◆ **Task statement**
Using the records below, report how many lines hold "query", with no extra text.

====== Working data

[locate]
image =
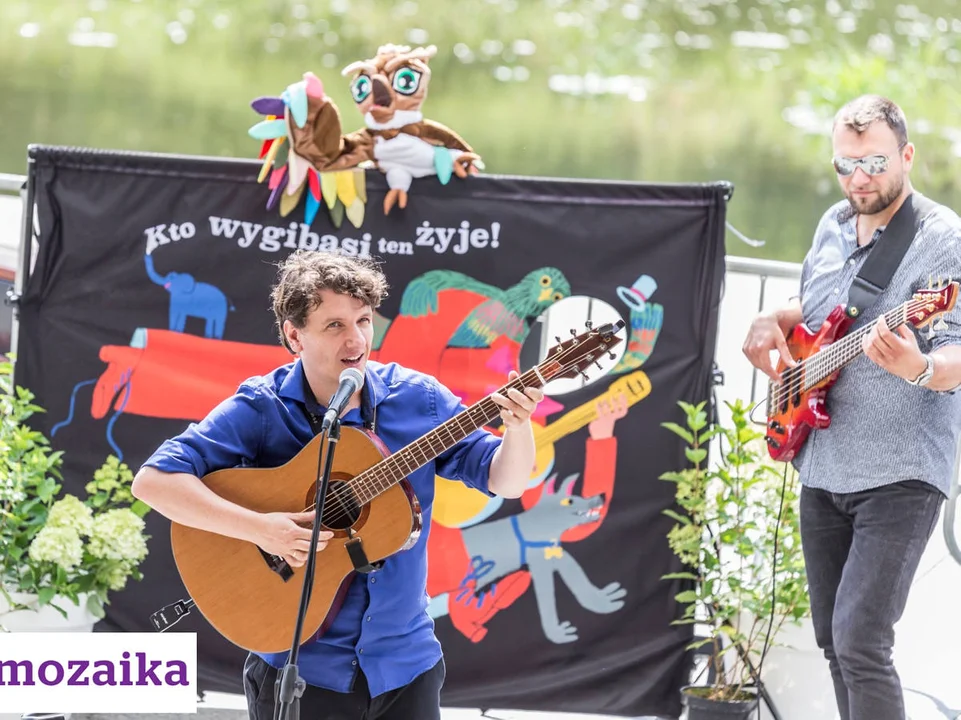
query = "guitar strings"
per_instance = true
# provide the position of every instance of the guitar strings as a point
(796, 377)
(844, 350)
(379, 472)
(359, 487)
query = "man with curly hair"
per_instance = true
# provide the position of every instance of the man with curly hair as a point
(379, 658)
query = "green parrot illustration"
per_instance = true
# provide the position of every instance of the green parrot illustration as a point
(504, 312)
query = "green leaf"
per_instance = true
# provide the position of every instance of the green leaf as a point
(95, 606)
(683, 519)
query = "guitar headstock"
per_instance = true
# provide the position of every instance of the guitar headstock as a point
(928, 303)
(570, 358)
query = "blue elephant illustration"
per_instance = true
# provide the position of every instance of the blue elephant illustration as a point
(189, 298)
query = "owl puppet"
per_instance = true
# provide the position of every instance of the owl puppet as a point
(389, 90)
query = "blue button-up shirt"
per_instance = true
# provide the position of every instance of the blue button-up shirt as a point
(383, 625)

============
====== Working data

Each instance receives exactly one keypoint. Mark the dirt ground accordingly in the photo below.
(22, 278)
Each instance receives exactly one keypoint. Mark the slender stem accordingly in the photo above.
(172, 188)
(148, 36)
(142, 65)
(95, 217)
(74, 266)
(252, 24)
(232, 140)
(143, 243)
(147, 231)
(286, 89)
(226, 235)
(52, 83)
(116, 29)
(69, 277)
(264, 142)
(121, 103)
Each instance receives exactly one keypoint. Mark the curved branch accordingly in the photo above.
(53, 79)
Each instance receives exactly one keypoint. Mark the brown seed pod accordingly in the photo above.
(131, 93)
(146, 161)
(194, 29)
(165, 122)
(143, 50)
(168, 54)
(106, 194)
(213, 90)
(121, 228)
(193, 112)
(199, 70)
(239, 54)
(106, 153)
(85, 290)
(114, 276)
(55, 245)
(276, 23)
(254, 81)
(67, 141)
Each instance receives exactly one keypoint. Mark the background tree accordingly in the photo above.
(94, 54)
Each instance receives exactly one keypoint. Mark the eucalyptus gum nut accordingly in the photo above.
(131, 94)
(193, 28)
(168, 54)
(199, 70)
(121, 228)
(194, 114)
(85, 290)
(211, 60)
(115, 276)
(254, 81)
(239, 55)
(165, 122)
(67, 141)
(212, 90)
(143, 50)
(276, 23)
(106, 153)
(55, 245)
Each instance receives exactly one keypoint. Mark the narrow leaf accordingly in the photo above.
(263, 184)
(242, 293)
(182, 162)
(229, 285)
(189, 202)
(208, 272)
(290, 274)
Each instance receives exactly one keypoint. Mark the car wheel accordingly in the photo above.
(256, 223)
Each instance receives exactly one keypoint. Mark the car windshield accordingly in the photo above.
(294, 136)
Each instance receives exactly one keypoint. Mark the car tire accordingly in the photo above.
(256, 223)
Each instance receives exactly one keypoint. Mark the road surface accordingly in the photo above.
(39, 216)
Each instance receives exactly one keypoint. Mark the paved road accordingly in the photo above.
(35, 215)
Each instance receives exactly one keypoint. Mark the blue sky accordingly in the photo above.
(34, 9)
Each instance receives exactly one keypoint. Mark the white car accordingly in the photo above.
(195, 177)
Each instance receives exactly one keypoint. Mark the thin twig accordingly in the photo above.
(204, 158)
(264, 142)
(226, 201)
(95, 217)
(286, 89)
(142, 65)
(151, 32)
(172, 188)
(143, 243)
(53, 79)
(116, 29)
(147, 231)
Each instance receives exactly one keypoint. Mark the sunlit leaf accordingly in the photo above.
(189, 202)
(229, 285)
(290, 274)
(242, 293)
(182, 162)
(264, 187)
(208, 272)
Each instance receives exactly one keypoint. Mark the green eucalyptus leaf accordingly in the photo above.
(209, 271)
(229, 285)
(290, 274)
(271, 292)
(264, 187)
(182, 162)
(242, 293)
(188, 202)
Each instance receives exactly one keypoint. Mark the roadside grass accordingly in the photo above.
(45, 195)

============
====== Working data

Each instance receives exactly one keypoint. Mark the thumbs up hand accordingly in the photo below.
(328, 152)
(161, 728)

============

◆ **Result below**
8